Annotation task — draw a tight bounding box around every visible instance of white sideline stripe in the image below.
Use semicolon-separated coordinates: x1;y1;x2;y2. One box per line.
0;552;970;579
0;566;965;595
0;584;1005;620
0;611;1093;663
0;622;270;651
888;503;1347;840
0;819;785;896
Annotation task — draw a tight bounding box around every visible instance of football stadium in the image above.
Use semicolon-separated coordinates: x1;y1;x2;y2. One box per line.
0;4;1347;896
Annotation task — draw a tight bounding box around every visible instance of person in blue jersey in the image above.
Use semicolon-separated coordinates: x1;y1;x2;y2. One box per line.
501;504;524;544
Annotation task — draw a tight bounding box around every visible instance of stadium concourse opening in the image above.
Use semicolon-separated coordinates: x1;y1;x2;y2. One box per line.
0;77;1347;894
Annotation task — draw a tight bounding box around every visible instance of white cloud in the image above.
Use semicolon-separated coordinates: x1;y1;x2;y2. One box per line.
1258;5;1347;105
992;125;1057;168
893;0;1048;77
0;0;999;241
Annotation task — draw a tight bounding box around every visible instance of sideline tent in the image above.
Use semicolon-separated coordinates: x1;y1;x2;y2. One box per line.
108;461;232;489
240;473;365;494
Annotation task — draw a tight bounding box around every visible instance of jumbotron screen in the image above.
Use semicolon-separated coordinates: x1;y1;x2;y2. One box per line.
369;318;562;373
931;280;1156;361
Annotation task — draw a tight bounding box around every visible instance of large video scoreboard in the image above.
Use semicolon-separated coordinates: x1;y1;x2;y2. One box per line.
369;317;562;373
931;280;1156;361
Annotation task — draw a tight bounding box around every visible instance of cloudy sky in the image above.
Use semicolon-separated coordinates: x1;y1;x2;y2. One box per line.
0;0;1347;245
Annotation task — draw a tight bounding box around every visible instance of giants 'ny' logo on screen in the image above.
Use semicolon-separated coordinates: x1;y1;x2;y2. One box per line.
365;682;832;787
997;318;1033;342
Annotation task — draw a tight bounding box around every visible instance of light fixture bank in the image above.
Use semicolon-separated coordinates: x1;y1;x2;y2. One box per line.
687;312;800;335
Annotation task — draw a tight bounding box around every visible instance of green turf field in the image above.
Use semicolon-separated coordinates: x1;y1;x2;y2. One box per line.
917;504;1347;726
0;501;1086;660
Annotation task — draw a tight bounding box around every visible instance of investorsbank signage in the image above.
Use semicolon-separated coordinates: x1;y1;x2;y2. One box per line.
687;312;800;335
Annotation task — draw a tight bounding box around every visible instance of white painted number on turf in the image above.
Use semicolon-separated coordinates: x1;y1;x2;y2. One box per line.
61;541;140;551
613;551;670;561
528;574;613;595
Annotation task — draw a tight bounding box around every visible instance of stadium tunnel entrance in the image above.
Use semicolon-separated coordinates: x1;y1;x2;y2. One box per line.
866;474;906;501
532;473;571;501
* * * *
> **What you will do**: All lines from the one containing "jumbotron screen in the image above." through the final line of the listing above are to be reproduced exactly; include both and add nothing.

> **Completed exercise**:
Annotation task — draw a tight bounding box around every visible instance of jumbotron screen in the image above.
Use semicolon-separated coordinates: x1;y1;x2;y2. One box per line.
369;318;562;373
931;280;1156;361
Annotation task — draw a tight bounding box around every visible instance of large video scoreboard in the image above.
Use semicolon-separated coordinates: x1;y1;x2;y2. One box per line.
369;317;562;373
931;280;1156;361
Annotation task — draw a tight bounding box around every visible instance of cloudy sky in the image above.
Use semicolon-separated coordinates: x1;y1;x2;y2. One box per line.
0;0;1347;245
Annotation task — draw a tight bounding box around every visible instance of giants 'ny' logo on screen in the image above.
Use semicolon-separated coordinates: x1;y1;x2;y2. One box per line.
365;682;832;787
997;318;1033;342
Annotation task — draw a tight bounding box around every visible instance of light fixture bank in the image above.
Use semicolon-separated coordinates: x1;y1;x2;y2. One box per line.
687;312;800;335
Annotation task — draw a tight bounding box around every visible instance of green turf field in the image above.
Use semicolon-separated coordinates: x1;y1;x2;y2. One box per line.
917;504;1347;726
0;501;1086;660
Annotation task — draw a tight bounding box around every visible instance of investorsbank signage in the image above.
Use semicolon-separated coordinates: x1;y1;x2;y2. One box per line.
687;312;800;335
Annotation task — draw a tight bounding box around every visible instance of white painted number on turf in the image above.
Use semicolon-separated coordinates: x1;y1;x2;y2. One box per line.
61;541;140;551
613;551;670;561
528;574;613;595
Annotation task — draw a tight bounding box around every visible instance of stadium tunnel entrance in the image above.
Use semicolon-separated coordinates: x1;y1;x2;y2. One box per line.
866;474;906;501
532;473;571;501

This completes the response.